[Opening Supplied data section]
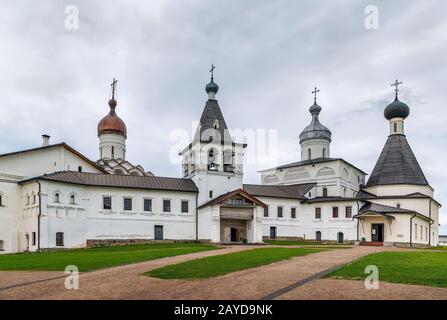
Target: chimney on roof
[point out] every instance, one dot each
(45, 140)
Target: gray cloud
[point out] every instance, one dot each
(269, 56)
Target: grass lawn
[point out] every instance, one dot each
(96, 258)
(227, 263)
(417, 267)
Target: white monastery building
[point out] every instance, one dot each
(52, 196)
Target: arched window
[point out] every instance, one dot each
(340, 237)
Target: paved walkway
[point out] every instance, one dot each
(127, 282)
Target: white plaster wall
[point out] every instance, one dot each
(11, 222)
(36, 163)
(316, 146)
(109, 140)
(87, 220)
(305, 225)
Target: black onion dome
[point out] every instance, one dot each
(396, 109)
(315, 130)
(211, 87)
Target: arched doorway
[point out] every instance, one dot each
(340, 237)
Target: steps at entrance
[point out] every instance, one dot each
(372, 243)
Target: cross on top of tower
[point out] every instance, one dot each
(212, 71)
(113, 85)
(316, 90)
(396, 85)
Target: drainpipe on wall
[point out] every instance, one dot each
(411, 230)
(197, 217)
(38, 215)
(430, 223)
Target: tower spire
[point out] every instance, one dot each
(396, 85)
(316, 90)
(112, 101)
(212, 88)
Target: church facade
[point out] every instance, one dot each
(54, 197)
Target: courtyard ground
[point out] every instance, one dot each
(295, 278)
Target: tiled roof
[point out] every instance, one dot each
(121, 181)
(329, 199)
(397, 165)
(296, 191)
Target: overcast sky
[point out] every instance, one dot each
(268, 55)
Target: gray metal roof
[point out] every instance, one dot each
(206, 130)
(315, 161)
(380, 208)
(397, 164)
(120, 181)
(295, 191)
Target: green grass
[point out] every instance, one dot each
(227, 263)
(417, 267)
(96, 258)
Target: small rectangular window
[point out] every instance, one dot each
(59, 239)
(317, 213)
(147, 204)
(128, 204)
(280, 212)
(335, 212)
(107, 203)
(349, 212)
(166, 205)
(185, 205)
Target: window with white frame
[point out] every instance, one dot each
(185, 206)
(59, 239)
(293, 213)
(280, 211)
(127, 204)
(147, 205)
(107, 203)
(166, 205)
(317, 213)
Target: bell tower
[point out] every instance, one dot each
(212, 160)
[Closing Supplied data section]
» Work task:
A verbatim copy of every entry is wanted; the pictures stay out of it.

» Response for this exercise:
Target: chimney on roof
[point out] every instance, one dot each
(45, 140)
Target: gray cloud
[point out] every instance, one dot each
(269, 56)
Target: grass lawn
[point out] every instance, one dot each
(96, 258)
(227, 263)
(417, 267)
Target: white monastery building
[point out] every instance, one dot each
(52, 196)
Target: arched window
[point out] every instance, one dot each
(340, 237)
Target: paved walkway
[point out] every instance, one dot each
(127, 282)
Target: white plaster wall
[point out] every instance, one dot each
(11, 222)
(36, 163)
(316, 146)
(109, 140)
(87, 220)
(305, 225)
Target: black onion dome
[point out] every instance, one dot each
(396, 109)
(315, 130)
(211, 87)
Target: arched doorway
[point out] every instance, one dot each
(340, 237)
Target: steps at entrance
[point out] every instance, one dot each
(372, 243)
Target: cross on top of tower
[point out] every instance, one dot each
(212, 71)
(113, 85)
(316, 90)
(396, 85)
Target: drainpipe on wall
[point out] every instance, one dot each
(411, 230)
(197, 217)
(38, 215)
(430, 223)
Target: tower spire
[point out] every instance, one dot each
(396, 85)
(316, 90)
(112, 101)
(212, 88)
Target: church facade
[point out] every instance, one dot each
(54, 197)
Target: courtyard ground
[point out] every instance, one dot each
(295, 278)
Target: tiled roof
[point out] every instance, one dot each
(121, 181)
(329, 199)
(397, 165)
(296, 191)
Target: overcast sky
[point out] every instance, one dot each
(268, 55)
Target: gray metal roof
[point out] every instance, one dot each
(206, 130)
(315, 161)
(380, 208)
(397, 164)
(120, 181)
(295, 191)
Target: green grass
[point out] every instance, one dot each
(227, 263)
(417, 267)
(96, 258)
Target: small rectangular window
[point out] every instance, one dot each
(59, 239)
(317, 213)
(147, 204)
(128, 204)
(280, 212)
(335, 212)
(107, 203)
(349, 212)
(166, 205)
(185, 205)
Target: window with white frame
[point out] every instance, one dot each
(185, 206)
(59, 239)
(293, 213)
(280, 211)
(127, 204)
(147, 205)
(107, 203)
(166, 205)
(317, 213)
Target: bell tower
[point out] every instance, one dot each
(212, 160)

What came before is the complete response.